EXERCISE PROMPT:
Take the line that contains "Would you mind picking out the bifold" as the first line and the last line of the material below as the final one; reproduce exactly the lines between, inclusive.

PROVIDED INFORMATION:
········
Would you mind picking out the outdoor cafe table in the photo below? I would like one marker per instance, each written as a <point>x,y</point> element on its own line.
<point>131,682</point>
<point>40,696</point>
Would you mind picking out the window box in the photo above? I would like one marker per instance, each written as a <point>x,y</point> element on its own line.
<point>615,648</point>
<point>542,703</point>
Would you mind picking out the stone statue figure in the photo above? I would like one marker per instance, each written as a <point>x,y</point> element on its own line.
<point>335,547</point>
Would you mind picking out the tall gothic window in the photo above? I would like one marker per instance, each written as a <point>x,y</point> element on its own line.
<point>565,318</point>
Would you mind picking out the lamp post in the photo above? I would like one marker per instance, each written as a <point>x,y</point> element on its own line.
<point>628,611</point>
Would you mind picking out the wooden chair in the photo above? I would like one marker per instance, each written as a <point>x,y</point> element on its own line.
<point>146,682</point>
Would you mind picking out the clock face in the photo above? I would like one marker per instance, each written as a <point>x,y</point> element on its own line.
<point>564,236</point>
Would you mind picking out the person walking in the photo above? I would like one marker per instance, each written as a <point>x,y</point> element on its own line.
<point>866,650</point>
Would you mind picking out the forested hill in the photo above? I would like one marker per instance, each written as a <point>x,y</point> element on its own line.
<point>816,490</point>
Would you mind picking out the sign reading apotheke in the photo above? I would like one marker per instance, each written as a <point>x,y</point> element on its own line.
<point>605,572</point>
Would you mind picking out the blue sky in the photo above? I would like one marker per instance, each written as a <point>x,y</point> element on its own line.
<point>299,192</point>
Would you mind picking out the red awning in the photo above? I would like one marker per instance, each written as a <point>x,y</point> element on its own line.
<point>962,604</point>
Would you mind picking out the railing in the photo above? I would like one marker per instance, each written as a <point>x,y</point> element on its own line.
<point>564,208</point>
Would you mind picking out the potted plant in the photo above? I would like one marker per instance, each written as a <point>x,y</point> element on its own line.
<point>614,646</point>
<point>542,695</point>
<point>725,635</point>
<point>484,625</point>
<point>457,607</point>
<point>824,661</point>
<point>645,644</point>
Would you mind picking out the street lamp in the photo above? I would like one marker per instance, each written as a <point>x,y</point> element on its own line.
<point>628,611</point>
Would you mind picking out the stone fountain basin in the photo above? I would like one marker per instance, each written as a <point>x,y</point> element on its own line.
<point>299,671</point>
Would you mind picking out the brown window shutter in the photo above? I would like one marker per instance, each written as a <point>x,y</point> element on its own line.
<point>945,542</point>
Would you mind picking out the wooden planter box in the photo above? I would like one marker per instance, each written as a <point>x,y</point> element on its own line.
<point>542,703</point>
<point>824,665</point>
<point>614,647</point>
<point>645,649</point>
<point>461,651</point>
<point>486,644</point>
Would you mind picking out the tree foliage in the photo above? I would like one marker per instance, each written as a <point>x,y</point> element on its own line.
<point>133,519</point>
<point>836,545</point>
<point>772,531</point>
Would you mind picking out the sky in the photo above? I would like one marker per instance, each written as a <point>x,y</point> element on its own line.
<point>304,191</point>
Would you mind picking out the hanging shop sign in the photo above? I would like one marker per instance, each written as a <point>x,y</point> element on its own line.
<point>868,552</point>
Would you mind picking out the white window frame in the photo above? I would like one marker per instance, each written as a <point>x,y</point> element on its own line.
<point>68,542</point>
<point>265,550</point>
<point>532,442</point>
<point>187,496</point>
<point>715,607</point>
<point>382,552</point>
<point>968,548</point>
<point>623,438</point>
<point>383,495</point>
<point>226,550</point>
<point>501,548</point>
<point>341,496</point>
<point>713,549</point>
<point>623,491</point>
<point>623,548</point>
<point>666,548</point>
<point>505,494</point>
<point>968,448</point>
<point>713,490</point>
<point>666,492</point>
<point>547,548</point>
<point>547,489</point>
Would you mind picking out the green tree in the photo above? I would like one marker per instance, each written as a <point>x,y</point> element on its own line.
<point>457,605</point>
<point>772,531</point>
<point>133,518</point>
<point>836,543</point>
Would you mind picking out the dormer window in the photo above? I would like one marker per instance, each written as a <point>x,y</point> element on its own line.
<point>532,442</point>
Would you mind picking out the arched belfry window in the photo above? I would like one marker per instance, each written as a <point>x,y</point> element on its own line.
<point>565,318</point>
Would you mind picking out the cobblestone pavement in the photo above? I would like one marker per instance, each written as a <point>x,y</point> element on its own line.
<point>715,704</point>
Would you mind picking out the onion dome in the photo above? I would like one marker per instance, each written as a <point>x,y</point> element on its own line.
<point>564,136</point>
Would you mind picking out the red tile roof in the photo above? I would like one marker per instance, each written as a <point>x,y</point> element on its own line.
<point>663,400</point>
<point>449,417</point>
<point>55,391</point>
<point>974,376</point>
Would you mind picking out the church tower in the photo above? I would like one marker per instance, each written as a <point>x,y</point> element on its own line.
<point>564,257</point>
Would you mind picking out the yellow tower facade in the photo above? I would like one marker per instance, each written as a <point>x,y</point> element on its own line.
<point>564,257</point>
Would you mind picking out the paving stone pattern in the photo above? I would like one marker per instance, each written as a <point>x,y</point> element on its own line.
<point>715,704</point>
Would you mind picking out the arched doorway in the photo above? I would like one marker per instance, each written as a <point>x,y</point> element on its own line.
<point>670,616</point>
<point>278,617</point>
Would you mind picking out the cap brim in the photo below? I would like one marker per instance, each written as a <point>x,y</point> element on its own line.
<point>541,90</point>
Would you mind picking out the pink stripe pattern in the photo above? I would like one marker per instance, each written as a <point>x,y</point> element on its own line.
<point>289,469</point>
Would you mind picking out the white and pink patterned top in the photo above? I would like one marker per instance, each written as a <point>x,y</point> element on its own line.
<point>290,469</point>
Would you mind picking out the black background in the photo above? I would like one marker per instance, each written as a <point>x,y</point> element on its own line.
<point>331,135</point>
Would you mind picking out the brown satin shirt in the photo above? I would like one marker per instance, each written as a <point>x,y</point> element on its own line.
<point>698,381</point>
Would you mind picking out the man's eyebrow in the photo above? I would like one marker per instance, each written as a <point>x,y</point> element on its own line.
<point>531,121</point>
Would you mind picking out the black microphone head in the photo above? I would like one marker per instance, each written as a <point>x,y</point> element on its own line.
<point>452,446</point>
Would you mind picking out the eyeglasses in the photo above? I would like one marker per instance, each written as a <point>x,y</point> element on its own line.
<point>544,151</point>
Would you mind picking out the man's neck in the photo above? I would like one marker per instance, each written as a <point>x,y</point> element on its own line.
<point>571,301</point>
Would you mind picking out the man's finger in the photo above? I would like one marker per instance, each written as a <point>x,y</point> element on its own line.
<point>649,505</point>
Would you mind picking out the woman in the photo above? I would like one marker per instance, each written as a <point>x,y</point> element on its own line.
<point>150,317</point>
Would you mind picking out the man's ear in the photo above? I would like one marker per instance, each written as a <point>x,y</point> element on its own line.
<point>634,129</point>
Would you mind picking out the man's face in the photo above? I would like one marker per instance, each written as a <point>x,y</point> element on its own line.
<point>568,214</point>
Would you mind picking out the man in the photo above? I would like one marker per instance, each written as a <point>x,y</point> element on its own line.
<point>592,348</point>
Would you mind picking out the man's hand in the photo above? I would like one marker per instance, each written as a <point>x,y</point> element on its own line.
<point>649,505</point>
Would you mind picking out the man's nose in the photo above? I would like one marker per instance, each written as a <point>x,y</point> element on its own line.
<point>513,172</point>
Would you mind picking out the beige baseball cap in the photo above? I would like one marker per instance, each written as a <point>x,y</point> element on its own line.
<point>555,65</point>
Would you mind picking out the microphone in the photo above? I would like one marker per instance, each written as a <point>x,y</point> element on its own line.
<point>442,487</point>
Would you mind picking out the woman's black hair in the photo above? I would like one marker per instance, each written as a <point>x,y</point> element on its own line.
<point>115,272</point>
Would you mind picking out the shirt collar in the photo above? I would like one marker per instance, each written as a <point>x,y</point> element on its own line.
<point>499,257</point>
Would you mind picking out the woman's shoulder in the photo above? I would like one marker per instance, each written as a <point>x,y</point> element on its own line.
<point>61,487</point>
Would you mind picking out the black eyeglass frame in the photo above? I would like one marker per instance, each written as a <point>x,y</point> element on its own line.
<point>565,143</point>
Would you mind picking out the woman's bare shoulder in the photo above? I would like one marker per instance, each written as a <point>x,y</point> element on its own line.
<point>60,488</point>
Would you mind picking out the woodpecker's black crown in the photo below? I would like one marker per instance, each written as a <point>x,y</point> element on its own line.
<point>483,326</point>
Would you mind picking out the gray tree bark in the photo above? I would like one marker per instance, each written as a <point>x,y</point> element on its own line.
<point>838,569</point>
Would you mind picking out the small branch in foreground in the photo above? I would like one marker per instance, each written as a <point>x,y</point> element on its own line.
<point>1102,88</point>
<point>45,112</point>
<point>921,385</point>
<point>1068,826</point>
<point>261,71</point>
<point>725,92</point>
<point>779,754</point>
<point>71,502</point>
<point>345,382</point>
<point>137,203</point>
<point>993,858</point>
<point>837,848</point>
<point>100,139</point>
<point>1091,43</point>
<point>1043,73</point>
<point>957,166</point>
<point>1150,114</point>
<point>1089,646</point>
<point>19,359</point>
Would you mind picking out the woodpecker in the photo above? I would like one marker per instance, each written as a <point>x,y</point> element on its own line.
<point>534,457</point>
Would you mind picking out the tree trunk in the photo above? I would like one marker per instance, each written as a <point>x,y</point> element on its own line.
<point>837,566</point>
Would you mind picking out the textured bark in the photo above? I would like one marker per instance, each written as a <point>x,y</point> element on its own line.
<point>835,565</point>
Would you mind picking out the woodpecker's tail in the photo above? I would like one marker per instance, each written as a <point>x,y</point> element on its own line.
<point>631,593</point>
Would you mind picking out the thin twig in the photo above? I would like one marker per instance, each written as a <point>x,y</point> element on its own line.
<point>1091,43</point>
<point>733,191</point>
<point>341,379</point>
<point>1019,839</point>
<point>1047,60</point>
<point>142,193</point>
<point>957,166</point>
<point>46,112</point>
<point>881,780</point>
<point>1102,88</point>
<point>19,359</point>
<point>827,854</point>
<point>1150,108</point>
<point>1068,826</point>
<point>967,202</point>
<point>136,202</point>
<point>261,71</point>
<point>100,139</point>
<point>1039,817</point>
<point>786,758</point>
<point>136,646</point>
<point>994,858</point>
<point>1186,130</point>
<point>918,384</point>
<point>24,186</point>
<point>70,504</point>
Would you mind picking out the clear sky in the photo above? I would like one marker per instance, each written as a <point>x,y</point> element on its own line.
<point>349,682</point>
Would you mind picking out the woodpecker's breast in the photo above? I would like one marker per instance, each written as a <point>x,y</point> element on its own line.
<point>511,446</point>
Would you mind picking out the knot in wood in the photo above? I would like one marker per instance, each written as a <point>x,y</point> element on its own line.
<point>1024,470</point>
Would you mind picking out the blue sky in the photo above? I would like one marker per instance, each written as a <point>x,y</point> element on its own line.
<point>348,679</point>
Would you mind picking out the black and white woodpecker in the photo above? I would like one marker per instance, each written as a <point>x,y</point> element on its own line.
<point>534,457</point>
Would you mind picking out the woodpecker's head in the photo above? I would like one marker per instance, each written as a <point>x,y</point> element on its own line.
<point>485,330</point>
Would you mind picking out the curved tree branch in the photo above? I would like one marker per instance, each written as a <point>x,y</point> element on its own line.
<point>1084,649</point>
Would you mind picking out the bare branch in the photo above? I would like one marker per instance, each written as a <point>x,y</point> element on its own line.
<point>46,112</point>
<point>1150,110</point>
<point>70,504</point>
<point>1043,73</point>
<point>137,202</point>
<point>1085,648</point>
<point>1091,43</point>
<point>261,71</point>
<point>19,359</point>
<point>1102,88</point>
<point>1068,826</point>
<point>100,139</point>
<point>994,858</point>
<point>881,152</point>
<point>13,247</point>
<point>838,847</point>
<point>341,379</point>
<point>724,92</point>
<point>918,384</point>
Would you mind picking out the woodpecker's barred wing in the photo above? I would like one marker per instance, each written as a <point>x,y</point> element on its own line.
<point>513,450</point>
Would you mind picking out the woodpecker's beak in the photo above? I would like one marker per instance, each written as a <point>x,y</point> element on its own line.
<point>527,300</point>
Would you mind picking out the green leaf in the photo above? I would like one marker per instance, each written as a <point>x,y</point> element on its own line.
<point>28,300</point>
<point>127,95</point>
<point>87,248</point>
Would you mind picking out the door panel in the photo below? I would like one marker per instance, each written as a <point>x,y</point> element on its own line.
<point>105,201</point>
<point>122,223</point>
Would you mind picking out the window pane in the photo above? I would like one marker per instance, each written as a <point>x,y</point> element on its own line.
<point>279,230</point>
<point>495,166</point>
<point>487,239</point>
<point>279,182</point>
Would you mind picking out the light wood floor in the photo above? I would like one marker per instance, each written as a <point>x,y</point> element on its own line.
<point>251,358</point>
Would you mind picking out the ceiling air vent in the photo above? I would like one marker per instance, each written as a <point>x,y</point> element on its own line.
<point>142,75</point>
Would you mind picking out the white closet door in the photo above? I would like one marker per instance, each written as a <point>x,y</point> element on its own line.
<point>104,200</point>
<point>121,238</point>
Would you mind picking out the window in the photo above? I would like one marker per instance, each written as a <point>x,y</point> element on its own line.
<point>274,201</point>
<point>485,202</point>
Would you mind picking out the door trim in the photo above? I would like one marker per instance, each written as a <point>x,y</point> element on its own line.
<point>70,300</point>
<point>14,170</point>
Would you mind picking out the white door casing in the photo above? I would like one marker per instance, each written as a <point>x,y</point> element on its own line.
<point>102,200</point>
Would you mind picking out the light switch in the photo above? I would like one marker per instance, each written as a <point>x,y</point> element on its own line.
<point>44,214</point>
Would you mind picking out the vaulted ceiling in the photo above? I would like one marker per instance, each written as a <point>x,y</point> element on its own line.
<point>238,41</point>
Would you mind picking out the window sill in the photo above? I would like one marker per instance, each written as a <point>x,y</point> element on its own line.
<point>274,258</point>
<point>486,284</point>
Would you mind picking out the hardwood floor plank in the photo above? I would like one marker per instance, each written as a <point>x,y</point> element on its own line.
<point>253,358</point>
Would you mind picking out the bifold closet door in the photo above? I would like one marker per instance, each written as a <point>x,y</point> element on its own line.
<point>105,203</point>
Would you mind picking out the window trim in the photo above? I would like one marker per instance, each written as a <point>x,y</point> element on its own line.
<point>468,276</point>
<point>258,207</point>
········
RESPONSE TO THE EXERCISE:
Would you mind picking out the bifold closet door in the photo above? I would like one marker per instance, each written as a <point>x,y</point> element on its own line.
<point>105,203</point>
Would you mind picking out the window trim in the photo above? I would like one marker per instance, each written as a <point>x,y</point> element on its own line.
<point>468,276</point>
<point>258,207</point>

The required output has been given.